→ Page text:
= = = = = = =
YET, INVESTORS RARELY TIRE of the old-wine-in-new-bottles routine. This isn't because they are stupid. Each year's set of predictions about which sector is poised to advance appeals to them, because most are trapped and need to make money to retire or send their kids to college or pay for other big-ticket items.

Since most predictions prove wrong—who thought the financial sector would still be on life support at the end of 2011?—it is better to focus on what is known to work, not on what might work. Make Tanstaafl—There Ain't No Such Thing as a Free Lunch—your 2012 mantra. Rather than wagering on what might be, look for disciplined approaches made truer by time.

Focus on dividends, and yield-enhancing options strategies. Rather than trying to make the next big score, look at stocks that pay healthy dividends. Dividends, after all, account for about 45% of historical equity-investing gains.

Many sophisticated investors did just that in 2011. Some even bought the SPDR S&P Dividend ETF (ticker: SDY), made up of the 60 highest dividend-yielding stocks in the S&P 1500, and shorted the SPDR S&P 500 (SPY). (For the year through Thursday, SDY was up 6% and SPY was up 0.77%.)

In 2012, rather than taking the risk of shorting the Standard & Poor's 500, use the SPDR S&P Dividend list for long stock ideas. Top holdings include Pitney Bowes (PBI), AT&T (T), Leggett & Platt (LEG), Consolidated Edison (ED), Kimberly Clark (KMB), Sysco (SYY) and Clorox (CLX).

At the same time, resolve to master yield-enhancement options strategies. Visit optionseducation.org, a Website funded by the options industry. Study the covered-call strategy that studies have shown to outperform buy-and-hold investing. By selling calls against stocks that they own, or are interested in buying, investors can potentially increase their returns.
= = = = = = =
→ Exercises to complete:
1. Reproduce the passage on dividend investing between "Many sophisticated investors" and "and Clorox (CLX).", inclusive.
2. According to the passage on dividend investing, what share of historical equity-investing gains comes from dividends?
= = = = = = =
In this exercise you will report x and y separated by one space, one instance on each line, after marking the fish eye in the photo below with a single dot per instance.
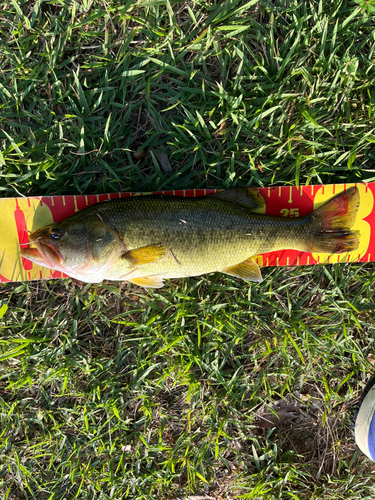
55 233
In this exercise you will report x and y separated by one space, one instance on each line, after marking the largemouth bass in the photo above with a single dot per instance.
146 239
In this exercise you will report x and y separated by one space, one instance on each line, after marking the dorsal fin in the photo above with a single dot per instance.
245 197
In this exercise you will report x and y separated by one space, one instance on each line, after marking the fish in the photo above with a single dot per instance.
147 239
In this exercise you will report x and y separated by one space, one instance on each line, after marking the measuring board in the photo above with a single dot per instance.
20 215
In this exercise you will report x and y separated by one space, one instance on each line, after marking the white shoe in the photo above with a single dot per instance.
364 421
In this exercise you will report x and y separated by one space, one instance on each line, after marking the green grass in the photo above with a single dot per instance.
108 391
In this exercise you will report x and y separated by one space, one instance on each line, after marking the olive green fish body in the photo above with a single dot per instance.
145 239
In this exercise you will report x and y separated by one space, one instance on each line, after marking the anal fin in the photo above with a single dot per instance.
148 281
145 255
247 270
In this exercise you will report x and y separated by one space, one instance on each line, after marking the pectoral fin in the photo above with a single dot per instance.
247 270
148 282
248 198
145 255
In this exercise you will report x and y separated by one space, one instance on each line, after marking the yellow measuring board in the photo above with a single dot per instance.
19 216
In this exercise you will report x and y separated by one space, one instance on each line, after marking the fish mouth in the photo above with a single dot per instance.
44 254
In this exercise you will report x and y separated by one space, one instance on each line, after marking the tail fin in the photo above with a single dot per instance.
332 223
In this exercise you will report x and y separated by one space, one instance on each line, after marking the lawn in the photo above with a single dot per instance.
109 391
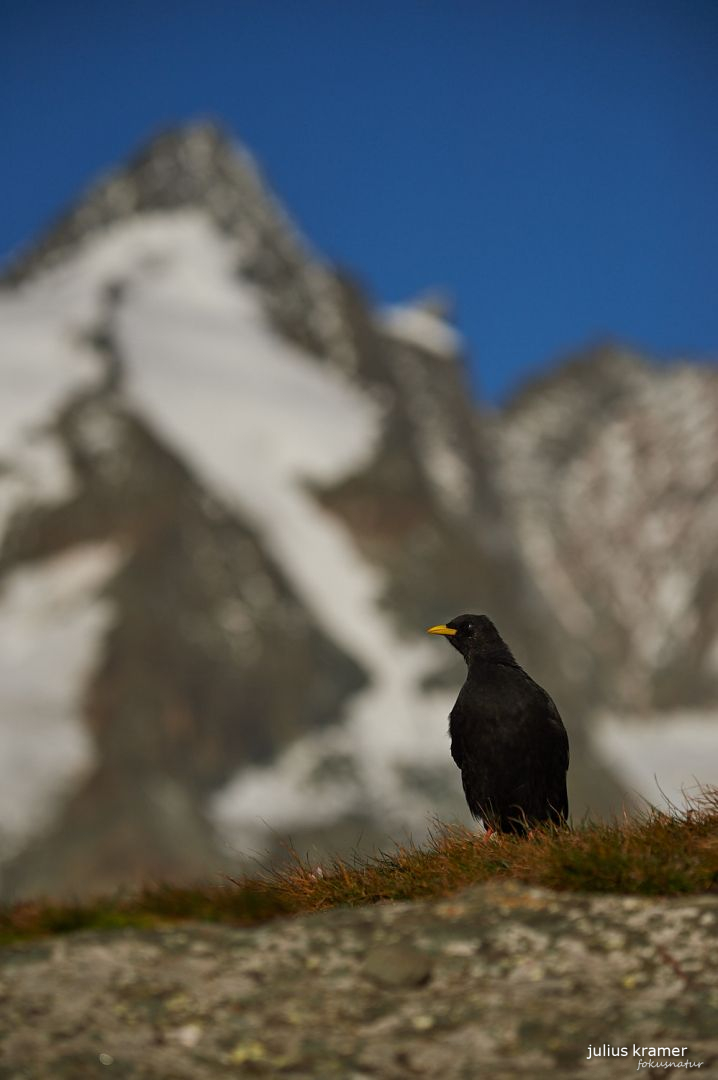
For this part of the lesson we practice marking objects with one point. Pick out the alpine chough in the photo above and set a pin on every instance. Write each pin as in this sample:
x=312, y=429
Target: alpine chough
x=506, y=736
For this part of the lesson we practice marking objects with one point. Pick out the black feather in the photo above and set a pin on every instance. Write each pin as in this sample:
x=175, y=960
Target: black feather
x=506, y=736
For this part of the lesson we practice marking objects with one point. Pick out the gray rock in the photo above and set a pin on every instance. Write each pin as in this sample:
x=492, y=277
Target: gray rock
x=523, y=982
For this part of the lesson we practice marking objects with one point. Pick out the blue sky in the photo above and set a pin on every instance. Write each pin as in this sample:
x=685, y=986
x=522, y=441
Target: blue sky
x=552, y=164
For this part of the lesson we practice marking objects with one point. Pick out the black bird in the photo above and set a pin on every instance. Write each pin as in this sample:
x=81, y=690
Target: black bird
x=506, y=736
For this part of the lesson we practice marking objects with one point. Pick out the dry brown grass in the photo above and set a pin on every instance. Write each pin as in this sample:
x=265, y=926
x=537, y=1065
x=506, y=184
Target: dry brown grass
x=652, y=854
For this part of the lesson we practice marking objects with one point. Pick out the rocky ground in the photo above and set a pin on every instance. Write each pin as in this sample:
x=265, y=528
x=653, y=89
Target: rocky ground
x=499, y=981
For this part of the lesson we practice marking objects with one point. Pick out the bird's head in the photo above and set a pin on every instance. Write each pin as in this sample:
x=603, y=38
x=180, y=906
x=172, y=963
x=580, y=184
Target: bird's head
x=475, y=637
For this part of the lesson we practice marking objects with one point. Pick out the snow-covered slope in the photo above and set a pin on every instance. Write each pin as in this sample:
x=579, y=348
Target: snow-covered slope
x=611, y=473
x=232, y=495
= = = = = = =
→ Solved problems:
1.
Many sophisticated investors did just that in 2011. Some even bought the SPDR S&P Dividend ETF (ticker: SDY), made up of the 60 highest dividend-yielding stocks in the S&P 1500, and shorted the SPDR S&P 500 (SPY). (For the year through Thursday, SDY was up 6% and SPY was up 0.77%.)

In 2012, rather than taking the risk of shorting the Standard & Poor's 500, use the SPDR S&P Dividend list for long stock ideas. Top holdings include Pitney Bowes (PBI), AT&T (T), Leggett & Platt (LEG), Consolidated Edison (ED), Kimberly Clark (KMB), Sysco (SYY) and Clorox (CLX).

2. About 45%.